Testo di partenza:
=======

Con La grande sera, di Giuseppe Pontiggia, vincitore del Premio Strega nel 1989, siamo giunti alla quarta tappa di questo viaggio nell’arte di scomparire. E davvero, in questo caso, ci muoviamo tra le pagine di un grande libro in cui è proprio la scomparsa il tema centrale. La scomparsa e uno scomparso che, solo ad una lettura superficiale, possono essere fatte coincidere. No. Non coincidono. Tracciano sentieri che, a volte si incontrano ma, in realtà, aprono più spesso strade che divergono. Sì perché in questo libro, un uomo scompare tracciando storie e ipotesi che si innestano sul concetto generale di scomparsa. Scomparsa dei sentimenti, scomparsa delle immagini che ciascuno si fa degli altri e dell’altro, scomparsa delle menzogne attraverso la caduta del velo sulle menzogne stesse. La grande sera è uno dei libri più complessi e difficili, per tanti versi, non solo di Pontiggia ma di tutta la letteratura italiana del ‘900.
In un caldo pomeriggio di giugno un uomo scompare. A dare il via alla storia sarà la sua amante che, preoccupata dal suo non presentarsi ad un appuntamento, telefonerà a Mario, fratello dell’uomo sparito, facendo partire la narrazione e la storia. L’elemento, da subito, più interessante, è la certo non casuale scelta di Pontiggia di non dare un nome a quest’uomo. Uomo che, di volta in volta, ci viene raccontato con brandelli di identità basata più sui rapporti che lo legavano agli altri che non a un essere persona portatrice di un nome proprio e, quindi, di una identità. Lo scomparso sarà, a seconda di chi lo cerca, il marito di, l’amante dì, il fratello di, il socio di. In un gioco che è già così uno sfilacciarsi di immagini e una scomparsa, appunto, che non è solo fisica ma significante.

=======

[Etichette dei punti sugli oggetti]
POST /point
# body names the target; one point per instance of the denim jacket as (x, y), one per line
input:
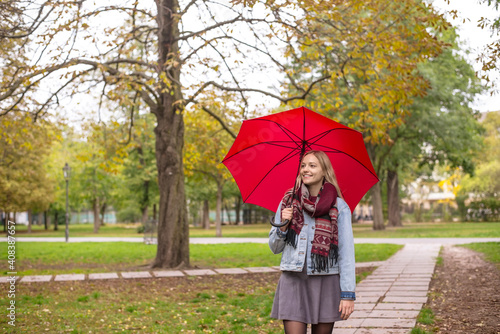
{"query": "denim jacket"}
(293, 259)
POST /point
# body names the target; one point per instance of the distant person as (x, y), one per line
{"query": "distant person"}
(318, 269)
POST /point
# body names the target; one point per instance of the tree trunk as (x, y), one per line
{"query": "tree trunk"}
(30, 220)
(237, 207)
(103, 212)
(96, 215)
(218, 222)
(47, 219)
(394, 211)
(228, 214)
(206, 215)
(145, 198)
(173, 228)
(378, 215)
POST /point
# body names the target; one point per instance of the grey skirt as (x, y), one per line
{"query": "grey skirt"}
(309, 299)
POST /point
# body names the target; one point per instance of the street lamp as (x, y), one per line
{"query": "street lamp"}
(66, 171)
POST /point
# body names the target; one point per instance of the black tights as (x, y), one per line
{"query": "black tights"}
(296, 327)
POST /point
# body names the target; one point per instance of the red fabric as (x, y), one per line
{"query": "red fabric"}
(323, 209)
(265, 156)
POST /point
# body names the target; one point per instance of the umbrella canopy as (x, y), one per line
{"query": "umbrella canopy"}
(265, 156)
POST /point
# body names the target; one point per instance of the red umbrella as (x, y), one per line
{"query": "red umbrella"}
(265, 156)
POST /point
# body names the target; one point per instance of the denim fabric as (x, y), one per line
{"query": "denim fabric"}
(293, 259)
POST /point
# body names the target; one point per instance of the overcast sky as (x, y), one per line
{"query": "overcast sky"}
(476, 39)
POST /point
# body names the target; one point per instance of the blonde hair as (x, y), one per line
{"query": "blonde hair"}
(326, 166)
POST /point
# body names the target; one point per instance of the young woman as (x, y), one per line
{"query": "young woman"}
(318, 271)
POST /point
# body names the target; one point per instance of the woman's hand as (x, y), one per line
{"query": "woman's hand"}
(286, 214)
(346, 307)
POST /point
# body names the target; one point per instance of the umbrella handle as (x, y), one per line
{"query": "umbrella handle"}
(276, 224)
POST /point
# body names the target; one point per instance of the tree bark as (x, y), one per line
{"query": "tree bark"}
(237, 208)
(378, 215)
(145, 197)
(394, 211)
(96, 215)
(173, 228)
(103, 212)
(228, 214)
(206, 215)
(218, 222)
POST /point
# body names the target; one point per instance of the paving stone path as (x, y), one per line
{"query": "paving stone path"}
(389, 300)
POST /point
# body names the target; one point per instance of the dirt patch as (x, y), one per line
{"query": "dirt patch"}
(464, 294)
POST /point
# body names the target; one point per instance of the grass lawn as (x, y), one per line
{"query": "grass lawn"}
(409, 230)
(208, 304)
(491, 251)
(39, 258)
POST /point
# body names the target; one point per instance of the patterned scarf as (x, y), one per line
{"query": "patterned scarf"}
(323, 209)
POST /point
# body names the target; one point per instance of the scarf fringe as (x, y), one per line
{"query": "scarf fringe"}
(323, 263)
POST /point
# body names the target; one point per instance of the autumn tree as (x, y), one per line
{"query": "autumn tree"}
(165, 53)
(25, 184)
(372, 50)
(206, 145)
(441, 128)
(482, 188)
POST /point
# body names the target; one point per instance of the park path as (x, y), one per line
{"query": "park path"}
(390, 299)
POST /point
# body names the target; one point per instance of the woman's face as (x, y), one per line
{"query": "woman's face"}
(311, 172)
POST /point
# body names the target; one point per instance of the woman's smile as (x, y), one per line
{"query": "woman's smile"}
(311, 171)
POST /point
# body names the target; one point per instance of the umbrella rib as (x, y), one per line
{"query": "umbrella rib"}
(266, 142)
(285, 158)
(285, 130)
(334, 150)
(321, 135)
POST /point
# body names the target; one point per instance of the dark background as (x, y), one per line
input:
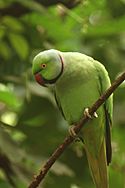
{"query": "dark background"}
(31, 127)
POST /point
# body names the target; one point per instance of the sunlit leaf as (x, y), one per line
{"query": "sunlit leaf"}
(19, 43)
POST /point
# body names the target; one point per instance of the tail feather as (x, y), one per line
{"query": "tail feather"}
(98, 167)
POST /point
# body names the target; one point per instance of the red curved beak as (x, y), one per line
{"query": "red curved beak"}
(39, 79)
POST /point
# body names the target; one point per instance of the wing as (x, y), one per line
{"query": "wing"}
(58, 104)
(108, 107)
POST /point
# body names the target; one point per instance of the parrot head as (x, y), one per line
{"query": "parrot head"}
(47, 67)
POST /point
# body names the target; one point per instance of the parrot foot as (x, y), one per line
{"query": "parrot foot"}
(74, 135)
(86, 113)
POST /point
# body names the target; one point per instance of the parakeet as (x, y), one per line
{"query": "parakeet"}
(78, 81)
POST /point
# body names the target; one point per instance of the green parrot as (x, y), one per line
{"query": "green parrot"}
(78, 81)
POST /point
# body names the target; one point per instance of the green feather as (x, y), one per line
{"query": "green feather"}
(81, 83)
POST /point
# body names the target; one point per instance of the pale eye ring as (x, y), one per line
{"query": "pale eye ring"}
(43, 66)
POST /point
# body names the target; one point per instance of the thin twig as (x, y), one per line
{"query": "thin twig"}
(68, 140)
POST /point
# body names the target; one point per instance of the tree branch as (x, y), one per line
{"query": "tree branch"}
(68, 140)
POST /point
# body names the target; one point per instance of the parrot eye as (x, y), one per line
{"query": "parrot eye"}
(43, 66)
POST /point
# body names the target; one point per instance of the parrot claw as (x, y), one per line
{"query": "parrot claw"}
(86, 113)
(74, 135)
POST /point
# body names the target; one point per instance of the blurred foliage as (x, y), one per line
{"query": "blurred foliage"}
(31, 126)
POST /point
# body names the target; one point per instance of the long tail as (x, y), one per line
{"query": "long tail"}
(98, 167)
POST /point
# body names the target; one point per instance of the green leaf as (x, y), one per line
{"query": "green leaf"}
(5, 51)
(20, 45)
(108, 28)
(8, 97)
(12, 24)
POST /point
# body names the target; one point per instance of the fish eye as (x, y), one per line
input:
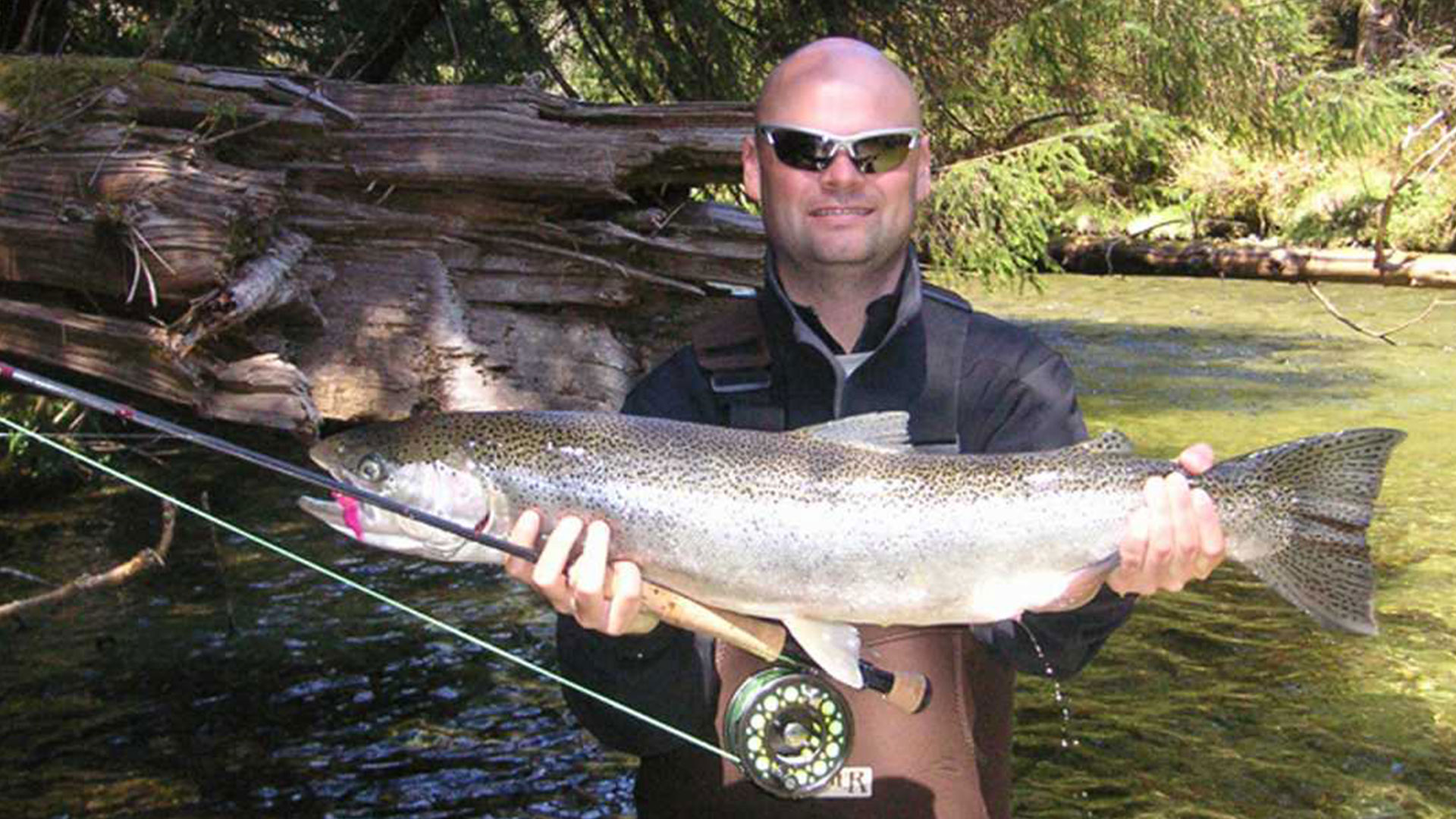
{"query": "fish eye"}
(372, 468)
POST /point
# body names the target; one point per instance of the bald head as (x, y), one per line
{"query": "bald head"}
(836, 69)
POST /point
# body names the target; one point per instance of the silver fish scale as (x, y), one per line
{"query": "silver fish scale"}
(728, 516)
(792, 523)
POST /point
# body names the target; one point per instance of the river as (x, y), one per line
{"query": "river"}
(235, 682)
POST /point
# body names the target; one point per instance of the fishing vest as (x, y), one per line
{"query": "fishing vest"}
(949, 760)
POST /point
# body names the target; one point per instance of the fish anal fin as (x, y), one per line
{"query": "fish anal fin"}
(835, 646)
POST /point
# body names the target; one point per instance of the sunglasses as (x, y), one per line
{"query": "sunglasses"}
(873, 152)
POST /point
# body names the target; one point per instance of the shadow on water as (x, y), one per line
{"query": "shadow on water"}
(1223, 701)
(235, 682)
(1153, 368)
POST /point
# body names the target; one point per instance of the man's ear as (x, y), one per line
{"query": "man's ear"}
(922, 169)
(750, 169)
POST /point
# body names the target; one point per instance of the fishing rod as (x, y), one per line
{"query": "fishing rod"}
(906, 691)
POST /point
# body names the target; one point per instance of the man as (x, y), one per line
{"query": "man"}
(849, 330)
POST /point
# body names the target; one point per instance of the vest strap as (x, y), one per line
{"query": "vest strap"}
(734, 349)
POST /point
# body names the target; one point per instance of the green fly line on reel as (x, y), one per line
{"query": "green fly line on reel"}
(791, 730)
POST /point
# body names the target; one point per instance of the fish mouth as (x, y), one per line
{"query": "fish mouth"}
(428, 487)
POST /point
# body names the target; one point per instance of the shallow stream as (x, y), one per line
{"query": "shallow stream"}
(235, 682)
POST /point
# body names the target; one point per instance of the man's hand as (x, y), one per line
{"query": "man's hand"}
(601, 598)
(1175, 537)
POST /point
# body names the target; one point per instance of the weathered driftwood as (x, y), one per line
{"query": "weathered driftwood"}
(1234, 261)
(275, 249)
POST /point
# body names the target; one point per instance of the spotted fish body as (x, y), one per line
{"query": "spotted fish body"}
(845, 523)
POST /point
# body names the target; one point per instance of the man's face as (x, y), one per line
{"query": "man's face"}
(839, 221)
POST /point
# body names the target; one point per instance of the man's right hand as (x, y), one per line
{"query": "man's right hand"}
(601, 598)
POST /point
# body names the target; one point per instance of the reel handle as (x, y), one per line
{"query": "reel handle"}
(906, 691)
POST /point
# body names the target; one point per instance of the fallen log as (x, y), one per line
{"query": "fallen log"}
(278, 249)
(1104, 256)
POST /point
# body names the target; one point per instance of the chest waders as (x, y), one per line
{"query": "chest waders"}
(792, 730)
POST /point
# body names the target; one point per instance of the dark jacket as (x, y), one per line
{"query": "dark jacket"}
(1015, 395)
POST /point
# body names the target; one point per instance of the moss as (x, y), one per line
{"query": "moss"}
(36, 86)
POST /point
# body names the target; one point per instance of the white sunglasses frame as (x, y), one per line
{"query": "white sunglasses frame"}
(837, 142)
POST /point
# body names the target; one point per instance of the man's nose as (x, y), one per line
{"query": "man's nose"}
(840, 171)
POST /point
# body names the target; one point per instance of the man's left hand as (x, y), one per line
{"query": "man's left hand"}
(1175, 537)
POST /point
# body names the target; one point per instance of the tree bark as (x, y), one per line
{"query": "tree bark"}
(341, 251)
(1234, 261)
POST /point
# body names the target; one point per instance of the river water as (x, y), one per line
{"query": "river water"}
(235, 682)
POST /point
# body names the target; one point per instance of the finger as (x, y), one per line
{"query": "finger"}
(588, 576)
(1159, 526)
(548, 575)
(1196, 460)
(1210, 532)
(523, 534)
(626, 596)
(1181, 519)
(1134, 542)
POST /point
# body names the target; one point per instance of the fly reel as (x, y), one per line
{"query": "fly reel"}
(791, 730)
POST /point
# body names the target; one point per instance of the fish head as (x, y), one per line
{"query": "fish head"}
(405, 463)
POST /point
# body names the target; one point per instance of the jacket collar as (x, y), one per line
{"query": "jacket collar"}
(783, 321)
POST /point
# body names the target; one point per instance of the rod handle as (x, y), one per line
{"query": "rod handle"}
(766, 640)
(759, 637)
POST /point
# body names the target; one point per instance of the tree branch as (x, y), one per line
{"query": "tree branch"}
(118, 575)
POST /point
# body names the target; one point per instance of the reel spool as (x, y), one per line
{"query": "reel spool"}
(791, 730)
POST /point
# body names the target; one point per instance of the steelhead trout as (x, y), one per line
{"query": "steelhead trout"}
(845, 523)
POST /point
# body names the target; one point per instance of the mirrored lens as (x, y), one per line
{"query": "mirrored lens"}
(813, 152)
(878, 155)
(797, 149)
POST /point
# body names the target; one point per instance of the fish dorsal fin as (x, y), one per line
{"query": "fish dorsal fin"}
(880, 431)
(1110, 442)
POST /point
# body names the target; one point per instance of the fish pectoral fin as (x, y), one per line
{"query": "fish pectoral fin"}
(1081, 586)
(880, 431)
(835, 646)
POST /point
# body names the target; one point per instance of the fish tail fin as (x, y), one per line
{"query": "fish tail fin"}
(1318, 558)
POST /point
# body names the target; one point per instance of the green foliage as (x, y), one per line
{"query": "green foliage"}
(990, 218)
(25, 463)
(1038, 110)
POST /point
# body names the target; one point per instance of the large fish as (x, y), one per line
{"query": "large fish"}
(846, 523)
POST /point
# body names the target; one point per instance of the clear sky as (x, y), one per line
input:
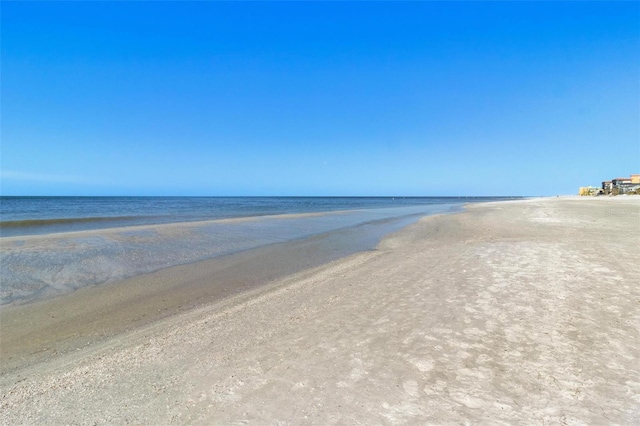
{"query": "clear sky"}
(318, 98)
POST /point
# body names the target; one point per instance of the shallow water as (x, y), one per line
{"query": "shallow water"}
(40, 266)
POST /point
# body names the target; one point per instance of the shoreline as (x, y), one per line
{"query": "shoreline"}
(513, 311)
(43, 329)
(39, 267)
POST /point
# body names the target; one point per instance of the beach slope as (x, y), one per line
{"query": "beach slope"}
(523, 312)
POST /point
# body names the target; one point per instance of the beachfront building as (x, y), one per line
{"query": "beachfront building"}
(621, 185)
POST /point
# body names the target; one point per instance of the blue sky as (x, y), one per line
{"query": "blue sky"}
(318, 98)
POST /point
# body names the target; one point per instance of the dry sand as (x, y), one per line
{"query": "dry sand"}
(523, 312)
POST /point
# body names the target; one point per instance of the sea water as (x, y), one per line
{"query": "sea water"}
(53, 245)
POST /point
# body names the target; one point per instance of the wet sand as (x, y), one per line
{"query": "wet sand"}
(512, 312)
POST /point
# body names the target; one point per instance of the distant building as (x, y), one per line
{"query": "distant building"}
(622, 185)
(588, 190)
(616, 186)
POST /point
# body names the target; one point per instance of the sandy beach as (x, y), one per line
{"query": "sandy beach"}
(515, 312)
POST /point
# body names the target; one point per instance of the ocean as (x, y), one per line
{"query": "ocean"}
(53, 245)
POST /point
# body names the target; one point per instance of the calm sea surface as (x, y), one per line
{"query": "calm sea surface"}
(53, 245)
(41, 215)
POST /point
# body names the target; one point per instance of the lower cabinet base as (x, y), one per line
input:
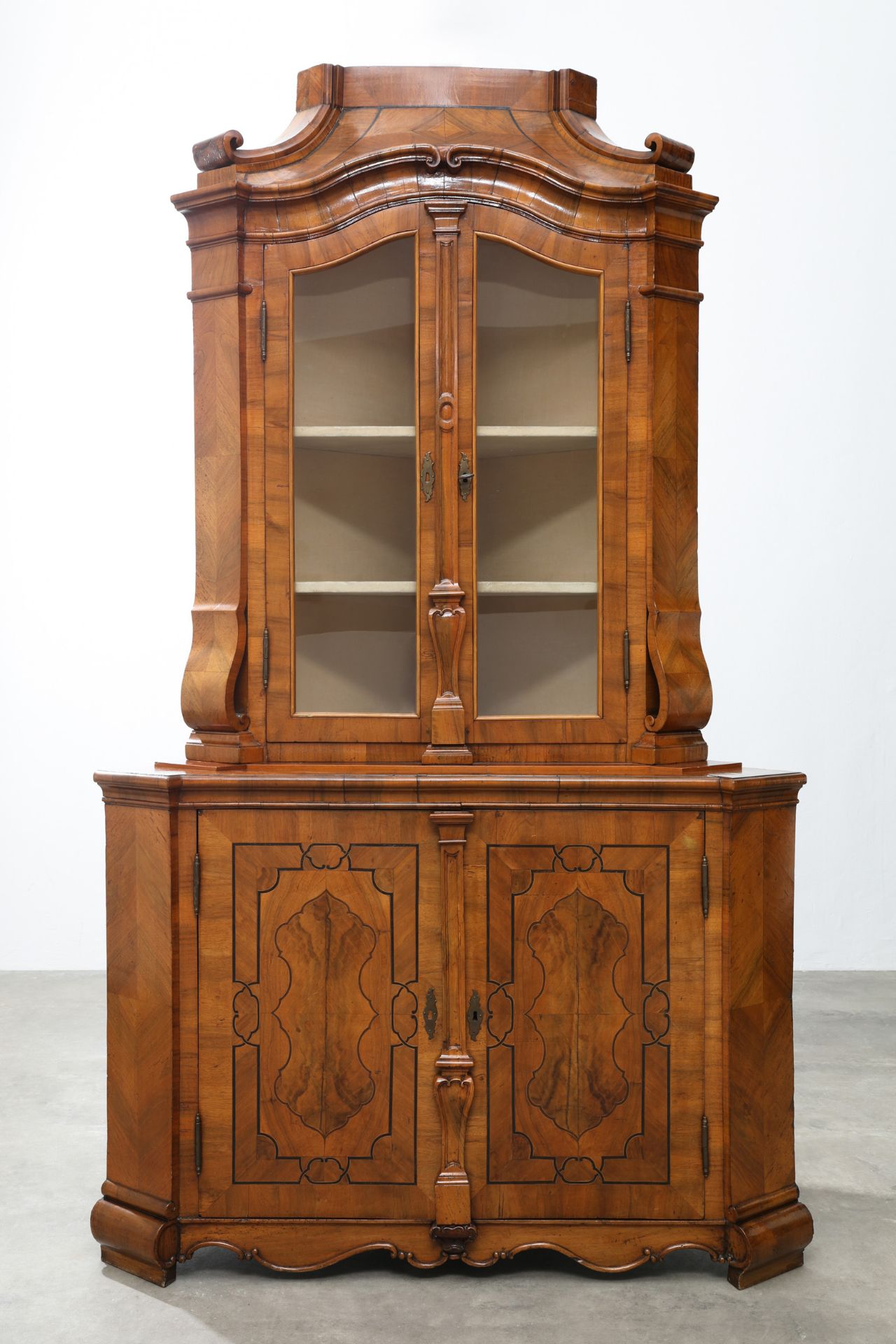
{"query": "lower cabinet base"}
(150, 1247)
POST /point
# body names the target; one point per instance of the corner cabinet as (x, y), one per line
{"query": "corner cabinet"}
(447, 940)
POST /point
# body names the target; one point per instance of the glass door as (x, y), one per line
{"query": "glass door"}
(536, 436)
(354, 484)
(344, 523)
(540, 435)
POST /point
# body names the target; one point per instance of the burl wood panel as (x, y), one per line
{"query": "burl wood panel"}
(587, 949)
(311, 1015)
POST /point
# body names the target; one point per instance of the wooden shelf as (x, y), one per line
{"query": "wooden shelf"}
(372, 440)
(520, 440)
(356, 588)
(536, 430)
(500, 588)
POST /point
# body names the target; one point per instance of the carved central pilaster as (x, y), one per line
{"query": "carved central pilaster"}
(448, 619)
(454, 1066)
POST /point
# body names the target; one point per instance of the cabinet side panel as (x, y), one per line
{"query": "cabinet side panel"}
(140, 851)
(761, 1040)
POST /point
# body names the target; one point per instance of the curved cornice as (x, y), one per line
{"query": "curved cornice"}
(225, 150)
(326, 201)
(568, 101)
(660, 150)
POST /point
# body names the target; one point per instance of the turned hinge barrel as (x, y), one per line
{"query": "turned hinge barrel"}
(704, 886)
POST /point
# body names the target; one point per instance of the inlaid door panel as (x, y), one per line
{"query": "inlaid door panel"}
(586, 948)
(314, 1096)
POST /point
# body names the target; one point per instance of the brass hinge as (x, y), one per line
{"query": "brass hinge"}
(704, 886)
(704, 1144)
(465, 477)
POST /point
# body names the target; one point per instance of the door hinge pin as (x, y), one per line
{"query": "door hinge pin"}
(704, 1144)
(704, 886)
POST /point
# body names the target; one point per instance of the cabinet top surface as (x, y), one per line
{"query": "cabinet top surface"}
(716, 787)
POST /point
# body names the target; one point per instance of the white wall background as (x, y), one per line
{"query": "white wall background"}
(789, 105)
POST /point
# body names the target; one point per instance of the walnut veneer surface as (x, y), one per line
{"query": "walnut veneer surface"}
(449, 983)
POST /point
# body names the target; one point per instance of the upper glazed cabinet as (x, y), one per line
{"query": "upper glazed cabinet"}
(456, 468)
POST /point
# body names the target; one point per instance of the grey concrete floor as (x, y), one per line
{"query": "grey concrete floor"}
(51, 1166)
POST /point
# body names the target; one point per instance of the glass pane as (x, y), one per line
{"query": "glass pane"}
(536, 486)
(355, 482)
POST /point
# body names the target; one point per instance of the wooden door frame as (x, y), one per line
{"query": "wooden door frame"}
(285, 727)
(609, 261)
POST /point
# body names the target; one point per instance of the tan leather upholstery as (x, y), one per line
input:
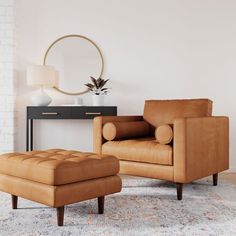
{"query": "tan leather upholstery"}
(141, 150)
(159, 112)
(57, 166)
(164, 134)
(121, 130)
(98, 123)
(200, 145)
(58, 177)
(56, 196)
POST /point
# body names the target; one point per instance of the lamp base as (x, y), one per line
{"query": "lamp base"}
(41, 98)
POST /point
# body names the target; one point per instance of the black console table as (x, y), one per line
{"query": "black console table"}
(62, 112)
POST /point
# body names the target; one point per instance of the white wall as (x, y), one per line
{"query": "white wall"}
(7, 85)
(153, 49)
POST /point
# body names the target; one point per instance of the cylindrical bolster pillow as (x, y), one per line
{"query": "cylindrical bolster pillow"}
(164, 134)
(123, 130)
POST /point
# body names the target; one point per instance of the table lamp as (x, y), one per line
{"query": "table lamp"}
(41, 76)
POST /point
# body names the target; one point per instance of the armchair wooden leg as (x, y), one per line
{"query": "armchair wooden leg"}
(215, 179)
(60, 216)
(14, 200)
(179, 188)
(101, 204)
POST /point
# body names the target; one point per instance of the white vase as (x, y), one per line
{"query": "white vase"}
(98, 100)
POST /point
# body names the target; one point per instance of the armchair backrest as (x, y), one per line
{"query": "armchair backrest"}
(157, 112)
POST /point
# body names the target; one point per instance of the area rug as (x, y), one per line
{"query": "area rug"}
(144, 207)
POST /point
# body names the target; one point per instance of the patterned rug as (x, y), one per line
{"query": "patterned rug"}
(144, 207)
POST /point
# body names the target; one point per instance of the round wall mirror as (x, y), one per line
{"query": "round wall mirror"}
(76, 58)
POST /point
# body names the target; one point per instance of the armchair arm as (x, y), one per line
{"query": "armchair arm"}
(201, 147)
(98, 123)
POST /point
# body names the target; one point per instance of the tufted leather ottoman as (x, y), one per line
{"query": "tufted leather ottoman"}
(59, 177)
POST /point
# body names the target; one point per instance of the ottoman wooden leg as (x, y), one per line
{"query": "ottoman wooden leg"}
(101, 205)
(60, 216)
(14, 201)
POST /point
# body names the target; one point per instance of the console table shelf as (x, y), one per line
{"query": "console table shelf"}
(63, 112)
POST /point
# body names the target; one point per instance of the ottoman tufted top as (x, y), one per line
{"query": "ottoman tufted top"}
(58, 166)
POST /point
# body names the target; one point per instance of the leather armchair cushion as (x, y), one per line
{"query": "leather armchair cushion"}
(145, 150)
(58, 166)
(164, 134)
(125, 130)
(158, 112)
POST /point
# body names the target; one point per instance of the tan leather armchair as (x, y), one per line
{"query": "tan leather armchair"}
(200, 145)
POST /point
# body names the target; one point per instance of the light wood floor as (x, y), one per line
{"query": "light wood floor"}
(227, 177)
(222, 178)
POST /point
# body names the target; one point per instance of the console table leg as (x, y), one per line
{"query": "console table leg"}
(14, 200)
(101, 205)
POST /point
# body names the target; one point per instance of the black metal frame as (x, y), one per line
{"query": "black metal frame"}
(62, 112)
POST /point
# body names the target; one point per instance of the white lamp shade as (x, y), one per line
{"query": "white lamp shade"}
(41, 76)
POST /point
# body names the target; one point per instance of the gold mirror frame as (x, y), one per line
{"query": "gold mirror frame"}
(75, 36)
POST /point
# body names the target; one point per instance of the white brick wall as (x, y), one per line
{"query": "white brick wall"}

=======

Compiti assegnati:
A - Individua e copia ogni riga delle voci in cui compare la stringa "shelf". Le maiuscole e le minuscole contano.
B - Scrivi il seguito del testo su La grande sera di Pontiggia, riprendendo dopo la sua ultima frase.

Risultati attesi:
A -
# body names the target; one point per instance of the wooden shelf as (x, y), one per line
{"query": "wooden shelf"}
# body names the target; one point per instance of the console table shelf as (x, y), one per line
{"query": "console table shelf"}

B -
Come Pontiggia sia riuscito a fare di un assente il vero protagonista del libro è, sicuramente, l’aspetto più potente de La grande sera. Più vivo di tutti gli altri, lo scomparso funziona quasi come disvelamento per le ipocrisie e le reazioni degli altri. Che solo davanti alla sua scomparsa, cominciano a comprendere le loro di vite. Tutte basate su qualche nascondimento, su una ambiguità, una rinuncia. Dunque più sull’invisibile che non su ciò che si muove alla luce del sole. Mario, il fratello, ha ambizioni da critico letterario che restano però incagliate nella sua incapacità di decidere e quindi, di tirarsi fuori apertamente, da una vita grigia. La sua amante accetta, fino ad un certo punto, clandestinità e incertezza. La moglie, Giulia, nasconde e rinuncia per tanto tempo alle sue ambizioni poetiche proprio per dedicarsi a quel marito con cui costruisce l’unica fedeltà possibile: accettare le sue infedeltà. Terragni e Campisi, soci dello scomparso sono dediti a niente altro che ad affari non proprio puliti e, quindi, nascosti. Alcuni di loro cercano, ciascuno a modo suo, di assomigliare a uno stereotipo. Che, detta così, sembra il cortocircuito della vita ma, in realtà, è proprio un’altra declinazione dello scomparire.
Tra le pagine de La grande sera, ad un certo punto, ci si trova a comprendere che lo scomparso è probabilmente l’unico presente. Presente alla sua vita, ai suoi desideri, alle sue pulsioni; circondato però da persone che si sono nascoste rinunciando a quella che, forse, era la parte più vera di loro. Molti critici, in un copia incolla di recensioni e di concetti, hanno usato la stessa identica espressione: la sera dei sentimenti. Solo perché, ad un certo punto, passati tre mesi, tutti i coprotagonisti del libro, hanno cominciato a vivere con l’affievolirsi della preoccupazione, con la sempre meno urgente domanda e bisogno di sapere cosa fosse successo. Ma questa non è la sera dei sentimenti, questa è la vita alla sua ennesima potenza. La grande sera è, semmai, l’alba dei sentimenti e il loro tramonto. Ma non nel senso di una sera amorfa. Al contrario. Sono sentimento fatti di ombre, di cose non dette, non fatte, nascoste, ambigue. Ma vive.
Forse anche per questo chi, nel libro, è in ogni modo coinvolto in questa sparizione, prova, sotterraneo e non confessato, un senso quasi di invidia per la decisione presa dallo scomparso. Unica decisione possibile per sottrarsi anche all’ambiguità e dei sentimenti e del linguaggio. Emblematiche a tale proposito, le pagine in cui Pontiggia riporta il modo di parlare dello psicanalista a cui si rivolge una delle amanti del “fuggiasco”.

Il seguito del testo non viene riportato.